• What is needed:
Exactly as written, quote every line that follows, skipping the images.

• Material supplied:
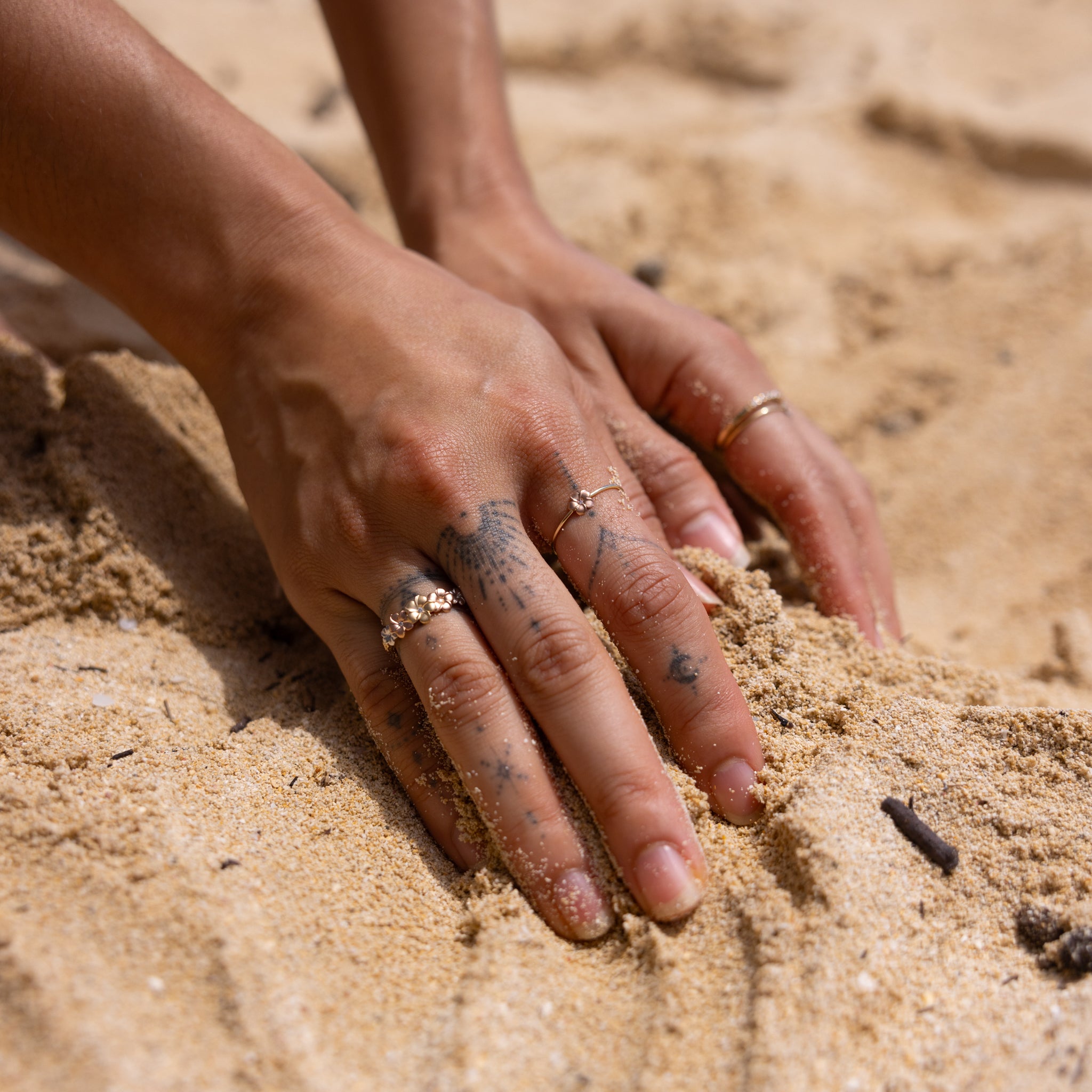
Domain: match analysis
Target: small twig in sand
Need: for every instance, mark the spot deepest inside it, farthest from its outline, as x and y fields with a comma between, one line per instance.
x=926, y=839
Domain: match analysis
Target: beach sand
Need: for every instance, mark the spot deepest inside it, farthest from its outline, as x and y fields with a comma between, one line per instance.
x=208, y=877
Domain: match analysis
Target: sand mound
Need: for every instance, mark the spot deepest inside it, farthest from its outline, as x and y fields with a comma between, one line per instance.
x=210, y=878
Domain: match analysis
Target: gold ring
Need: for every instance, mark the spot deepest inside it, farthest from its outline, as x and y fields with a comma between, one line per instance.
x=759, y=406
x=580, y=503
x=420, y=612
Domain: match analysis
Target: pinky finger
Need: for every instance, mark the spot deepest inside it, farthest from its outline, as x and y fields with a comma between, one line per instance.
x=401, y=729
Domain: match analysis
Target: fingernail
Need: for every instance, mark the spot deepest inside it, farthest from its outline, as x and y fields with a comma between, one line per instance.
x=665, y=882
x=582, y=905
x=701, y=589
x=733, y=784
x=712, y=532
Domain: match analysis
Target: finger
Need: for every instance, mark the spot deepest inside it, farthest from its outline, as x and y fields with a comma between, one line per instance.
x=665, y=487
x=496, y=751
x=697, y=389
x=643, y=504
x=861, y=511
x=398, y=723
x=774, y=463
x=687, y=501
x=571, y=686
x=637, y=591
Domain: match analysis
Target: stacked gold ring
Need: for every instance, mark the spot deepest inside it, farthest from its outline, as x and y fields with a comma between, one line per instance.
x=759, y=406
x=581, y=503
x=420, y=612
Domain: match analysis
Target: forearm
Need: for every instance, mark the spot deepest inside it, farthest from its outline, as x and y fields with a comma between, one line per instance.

• Full answer:
Domain: match analysis
Target: small twig in sand
Need: for every instance, mark the spot deepest inside it, farthest from its outline, as x and y fields with a comma between, one line per instance.
x=926, y=839
Domain: match analysis
Target: beach sand
Need: for every instance, mark the spot deepest inside it, farthest from its outline, as x and y fields with a comma between, one line per instance.
x=208, y=877
Domain: match analysis
Target: sand mound
Need: for every instance, mark the spot deepest inside it, farthest from its outline, as x and y fields with a comma between, one line per instance.
x=210, y=878
Domain: match analysis
Target: gold ring
Need: for every instance, mark the spot deepest inside it, farthest from its outline, as x and y fields with a comma between, one line per instance.
x=759, y=406
x=580, y=503
x=420, y=612
Domain: match analysis
Target: pinky finger
Need: for every instance, mark the spot deepest inside it, farthest from its outline, as x and y fields with a comma between, one line per instance.
x=401, y=729
Domain: match analysis
Target: fingernail
Need: for every instance, mark the spot deepest inside it, farthest from its outline, as x and y fields with a comma between, one line per instance.
x=665, y=882
x=582, y=905
x=701, y=589
x=733, y=784
x=712, y=532
Domain: match analysis
Target: finger
Need: for every instance, mark the spot deepest inside it, farthest from its outline, as x and y fields with a comma between, one line per instance.
x=665, y=487
x=496, y=751
x=697, y=389
x=643, y=504
x=861, y=511
x=398, y=723
x=774, y=463
x=687, y=501
x=571, y=686
x=637, y=591
Domain: match analysis
Target: stacked gold ring
Need: for every instance, mark the spot deepest inside it, farthest from its outline, as x and y fields with a comma between, one line per instance.
x=759, y=406
x=581, y=503
x=420, y=612
Domain: match analysis
Target: forearm
Need: for every instance, mark the spot deepest inside it, farthest from its outline, as x and y fields with a comma between, one line per instance.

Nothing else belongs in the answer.